■ Passage to read:
Start

Diversity in data management.
No one-size-fits-all. Today’s datadriven world involves a richer variety
of data types, shapes, and sizes than
traditional enterprise data, which is
stored in a data warehouse optimized
for analysis tasks. Today, data is often stored in different representations managed by different software
systems with different application
programming interfaces, query processors, and analysis tools. It seems
unlikely a single, one-size-fits-all, big
data system will suffice for this degree
of diversity. Instead, we expect multiple classes of systems to emerge, each
addressing a particular need (for example, data deduplication, analysis of
large graphs, diverse scientific experiments, and real-time stream processing) or exploiting a particular type of
hardware platform (for example, clusters of inexpensive machines or large
multicore servers). Addressing these
scenarios will require applying expertise in set-oriented parallel processing and in efficiently handling datasets that do not fit in main memory.
Cross-platform integration. Given
this diversity of systems, platforms will
need to be integrated or federated to
enable data analysts to combine and
analyze data across systems. This will
involve not only hiding the heterogeneity of data formats and access languages, but also optimizing the performance of accesses that span diverse
big data systems and of flows that move
data between them. It will also require
managing systems that run on diverse
devices and span large datacenters.

End

[Image location labeling entries]
Start

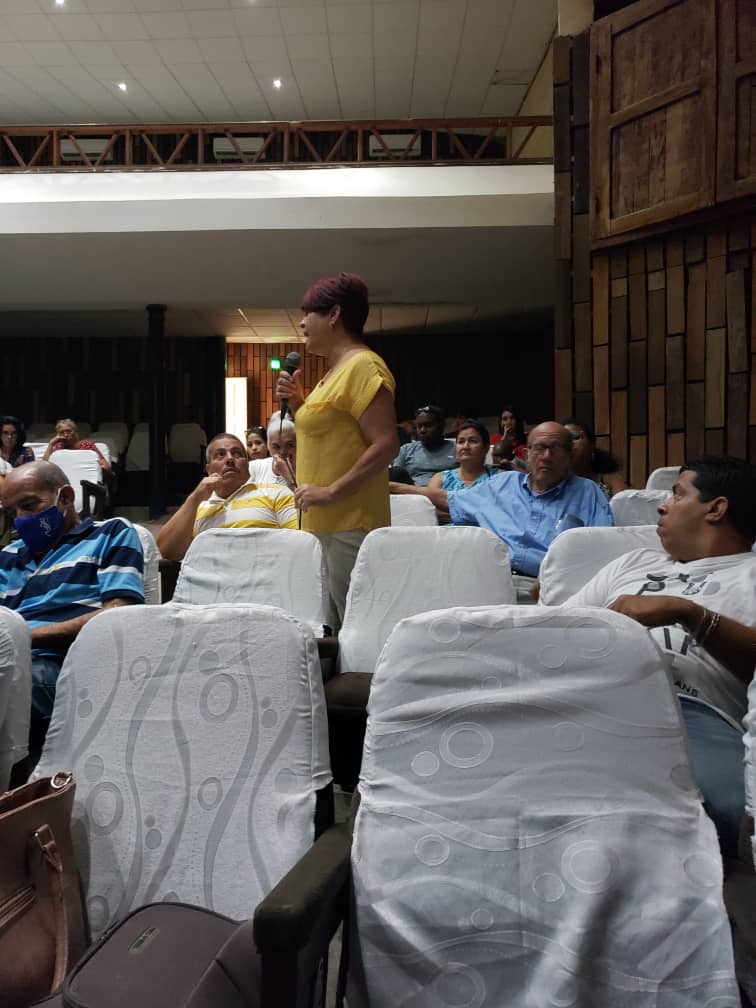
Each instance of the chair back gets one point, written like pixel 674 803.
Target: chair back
pixel 15 690
pixel 400 572
pixel 575 556
pixel 411 509
pixel 637 507
pixel 749 740
pixel 274 567
pixel 137 456
pixel 151 573
pixel 118 430
pixel 78 465
pixel 529 832
pixel 185 443
pixel 198 739
pixel 663 478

End

■ Exercise 1: Reproduce word for word the part of the passage on data management diversity starting with "Cross-platform integration. Given" and going on through "span large datacenters.".
■ Exercise 2: In the passage on data management diversity, what two kinds of hardware platform are given as examples?

■ Written response 1:
Cross-platform integration. Given
this diversity of systems, platforms will
need to be integrated or federated to
enable data analysts to combine and
analyze data across systems. This will
involve not only hiding the heterogeneity of data formats and access languages, but also optimizing the performance of accesses that span diverse
big data systems and of flows that move
data between them. It will also require
managing systems that run on diverse
devices and span large datacenters.

■ Written response 2: Clusters of inexpensive machines and large multicore servers.